──────── Kutipan Dokumen

Runtuhnya Lehman Brothers memicu resesi global yang mengguncang kredibilitas kapitalisme neoliberal. Ironisnya, penyelamatan dilakukan bukan melalui disiplin pasar, tetapi melalui bailout besar-besaran dari bank sentral, terutama The Fed. Dampaknya ganda: ketidaksetaraan makin lebar, sementara manajer aset raksasa seperti BlackRock justru tumbuh menjadi aktor dominan. Krisis ini membuka ruang bagi kritik terhadap globalisasi finansial, tetapi juga memperkuat cengkeraman segelintir institusi keuangan.
- 2016: Trump menang, "America First."
Kemenangan Donald Trump menjadi gejolak dalam sistem. Dengan slogan "Make America Great Again" dan retorika anti-globalisme, Trump mengguncang konsensus yang dibangun sejak 1944. Ia keluar dari TPP, memaksa renegosiasi NAFTA menjadi USMCA, serta melancarkan perang dagang dengan Tiongkok. Trump juga mengkritik keras lembaga internasional seperti WTO, WHO, dan NATO. Momen ini memperlihatkan adanya retakan dalam globalis order, di mana negara inti sendiri mulai mempertanyakan manfaat sistem tersebut.
- 2020: Pandemi COVID-19, Great Reset.

────────────────
──────── Cuplikan Data

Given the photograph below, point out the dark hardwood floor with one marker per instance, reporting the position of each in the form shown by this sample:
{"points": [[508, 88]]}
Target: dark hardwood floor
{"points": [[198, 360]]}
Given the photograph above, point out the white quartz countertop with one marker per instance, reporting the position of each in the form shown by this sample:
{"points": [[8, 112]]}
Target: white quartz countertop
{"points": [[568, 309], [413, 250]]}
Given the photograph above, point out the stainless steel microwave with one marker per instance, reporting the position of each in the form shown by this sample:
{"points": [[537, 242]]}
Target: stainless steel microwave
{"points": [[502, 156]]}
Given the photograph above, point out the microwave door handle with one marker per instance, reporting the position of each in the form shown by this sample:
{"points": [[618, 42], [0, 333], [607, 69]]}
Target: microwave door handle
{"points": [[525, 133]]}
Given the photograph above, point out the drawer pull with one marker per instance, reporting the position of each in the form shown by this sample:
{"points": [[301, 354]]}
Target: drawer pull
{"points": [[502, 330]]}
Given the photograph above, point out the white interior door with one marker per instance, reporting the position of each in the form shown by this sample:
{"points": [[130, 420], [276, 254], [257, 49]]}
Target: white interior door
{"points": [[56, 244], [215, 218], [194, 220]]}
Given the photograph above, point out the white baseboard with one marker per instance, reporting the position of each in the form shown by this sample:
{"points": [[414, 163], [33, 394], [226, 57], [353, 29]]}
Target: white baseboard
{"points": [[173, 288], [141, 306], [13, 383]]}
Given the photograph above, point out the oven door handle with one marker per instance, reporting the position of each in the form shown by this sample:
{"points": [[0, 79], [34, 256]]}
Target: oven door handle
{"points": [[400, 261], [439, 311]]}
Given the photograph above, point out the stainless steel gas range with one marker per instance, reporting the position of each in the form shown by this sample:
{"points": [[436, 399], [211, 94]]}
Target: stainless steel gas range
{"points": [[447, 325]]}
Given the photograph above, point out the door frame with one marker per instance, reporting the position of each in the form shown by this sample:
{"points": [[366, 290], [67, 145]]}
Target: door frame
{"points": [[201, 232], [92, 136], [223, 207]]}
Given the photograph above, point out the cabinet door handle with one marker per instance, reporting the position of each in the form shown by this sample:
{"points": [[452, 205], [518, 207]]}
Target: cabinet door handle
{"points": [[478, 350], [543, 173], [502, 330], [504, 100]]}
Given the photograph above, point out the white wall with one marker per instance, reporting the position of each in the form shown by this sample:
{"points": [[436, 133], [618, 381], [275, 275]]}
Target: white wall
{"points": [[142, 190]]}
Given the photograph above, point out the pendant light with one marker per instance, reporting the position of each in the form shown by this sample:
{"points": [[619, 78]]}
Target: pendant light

────────────────

▶ [Tugas Anda]
Jawablah pertanyaan berikut berdasarkan kutipan dokumen.
(a) Manajer aset raksasa mana yang disebut tumbuh menjadi aktor dominan setelah runtuhnya Lehman Brothers?
(b) NAFTA dipaksa direnegosiasi menjadi apa?
(c) Sejak tahun berapa konsensus yang diguncang Trump dibangun?
Baris-baris data ini diambil dari sumber yang berbeda.

▶ [Kunci Jawaban]
(a) BlackRock
(b) USMCA
(c) 1944